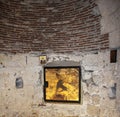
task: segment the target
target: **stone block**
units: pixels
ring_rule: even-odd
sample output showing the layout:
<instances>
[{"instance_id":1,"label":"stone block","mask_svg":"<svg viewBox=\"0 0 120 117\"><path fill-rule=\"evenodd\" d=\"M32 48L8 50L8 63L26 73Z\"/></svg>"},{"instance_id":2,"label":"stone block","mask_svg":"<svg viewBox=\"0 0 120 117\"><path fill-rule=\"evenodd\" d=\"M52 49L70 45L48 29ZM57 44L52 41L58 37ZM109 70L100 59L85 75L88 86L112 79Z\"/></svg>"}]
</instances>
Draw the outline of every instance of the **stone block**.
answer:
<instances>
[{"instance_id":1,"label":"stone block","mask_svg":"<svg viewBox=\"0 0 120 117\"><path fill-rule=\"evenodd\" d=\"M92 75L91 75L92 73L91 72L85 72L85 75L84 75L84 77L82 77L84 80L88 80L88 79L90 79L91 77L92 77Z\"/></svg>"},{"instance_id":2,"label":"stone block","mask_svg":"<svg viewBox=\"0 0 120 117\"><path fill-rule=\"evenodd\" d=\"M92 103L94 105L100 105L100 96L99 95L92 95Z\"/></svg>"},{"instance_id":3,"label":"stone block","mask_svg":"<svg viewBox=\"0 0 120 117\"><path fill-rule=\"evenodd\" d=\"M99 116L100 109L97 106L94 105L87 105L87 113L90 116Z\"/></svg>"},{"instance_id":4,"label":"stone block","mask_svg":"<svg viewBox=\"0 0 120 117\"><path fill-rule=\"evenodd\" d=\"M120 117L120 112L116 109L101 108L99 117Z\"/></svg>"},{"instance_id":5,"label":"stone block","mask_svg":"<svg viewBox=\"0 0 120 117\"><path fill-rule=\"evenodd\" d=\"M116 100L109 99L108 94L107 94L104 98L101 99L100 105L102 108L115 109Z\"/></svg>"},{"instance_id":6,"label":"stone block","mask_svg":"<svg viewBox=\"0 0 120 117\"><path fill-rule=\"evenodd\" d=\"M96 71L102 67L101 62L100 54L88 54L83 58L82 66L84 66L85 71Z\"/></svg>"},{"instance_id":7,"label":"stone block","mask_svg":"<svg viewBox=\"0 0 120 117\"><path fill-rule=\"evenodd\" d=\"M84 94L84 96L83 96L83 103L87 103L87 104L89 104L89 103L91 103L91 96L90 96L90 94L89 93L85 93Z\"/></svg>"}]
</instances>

^^^^^^^^^^^^^^^^

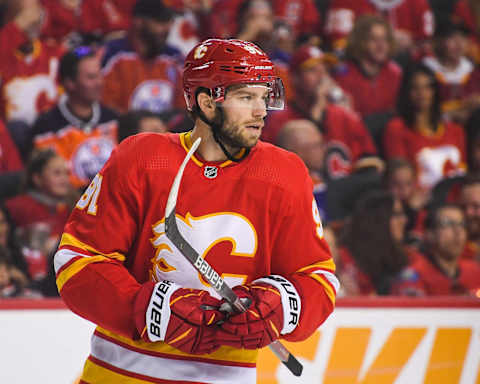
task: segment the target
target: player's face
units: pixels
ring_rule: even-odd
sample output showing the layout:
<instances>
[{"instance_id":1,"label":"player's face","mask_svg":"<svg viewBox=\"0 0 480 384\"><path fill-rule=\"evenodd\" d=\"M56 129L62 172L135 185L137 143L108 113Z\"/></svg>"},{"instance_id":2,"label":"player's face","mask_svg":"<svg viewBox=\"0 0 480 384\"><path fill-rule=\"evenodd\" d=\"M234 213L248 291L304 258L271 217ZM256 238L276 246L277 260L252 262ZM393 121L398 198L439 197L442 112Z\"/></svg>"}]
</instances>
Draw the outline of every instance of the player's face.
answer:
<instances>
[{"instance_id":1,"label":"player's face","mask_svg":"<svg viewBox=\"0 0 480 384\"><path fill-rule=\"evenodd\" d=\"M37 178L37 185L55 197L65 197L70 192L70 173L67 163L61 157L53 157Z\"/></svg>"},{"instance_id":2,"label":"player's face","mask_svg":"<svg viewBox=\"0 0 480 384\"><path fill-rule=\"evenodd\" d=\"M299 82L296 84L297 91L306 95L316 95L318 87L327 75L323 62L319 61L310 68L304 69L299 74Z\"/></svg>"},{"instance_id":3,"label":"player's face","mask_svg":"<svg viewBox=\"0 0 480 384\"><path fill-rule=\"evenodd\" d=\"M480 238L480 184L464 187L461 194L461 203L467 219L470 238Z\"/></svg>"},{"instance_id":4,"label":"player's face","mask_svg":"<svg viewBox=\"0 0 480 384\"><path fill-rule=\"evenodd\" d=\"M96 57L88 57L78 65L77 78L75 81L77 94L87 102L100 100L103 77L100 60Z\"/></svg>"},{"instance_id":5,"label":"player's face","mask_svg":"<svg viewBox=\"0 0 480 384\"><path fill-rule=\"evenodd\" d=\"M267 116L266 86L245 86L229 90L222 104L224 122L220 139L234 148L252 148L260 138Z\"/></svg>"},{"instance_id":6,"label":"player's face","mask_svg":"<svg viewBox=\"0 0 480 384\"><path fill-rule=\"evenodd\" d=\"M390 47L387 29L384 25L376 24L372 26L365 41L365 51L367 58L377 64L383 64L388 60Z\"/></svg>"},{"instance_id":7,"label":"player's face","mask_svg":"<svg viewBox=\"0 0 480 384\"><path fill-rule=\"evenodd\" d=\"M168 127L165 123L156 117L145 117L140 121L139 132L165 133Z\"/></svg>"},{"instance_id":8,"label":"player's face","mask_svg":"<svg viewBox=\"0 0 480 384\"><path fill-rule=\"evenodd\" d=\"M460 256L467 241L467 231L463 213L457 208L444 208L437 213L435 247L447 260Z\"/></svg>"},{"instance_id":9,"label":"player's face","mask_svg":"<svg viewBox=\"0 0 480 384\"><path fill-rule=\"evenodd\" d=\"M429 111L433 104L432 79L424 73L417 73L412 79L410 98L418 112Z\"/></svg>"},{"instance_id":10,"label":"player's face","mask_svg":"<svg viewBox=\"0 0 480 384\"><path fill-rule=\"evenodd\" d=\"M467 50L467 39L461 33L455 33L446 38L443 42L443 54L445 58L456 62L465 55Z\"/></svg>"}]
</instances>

^^^^^^^^^^^^^^^^

Work to complete: All lines of the listing that contain the word "every" should be copied out.

Task output:
Draw the outline of every instance of the **stone block**.
Draw the outline of every instance of the player's face.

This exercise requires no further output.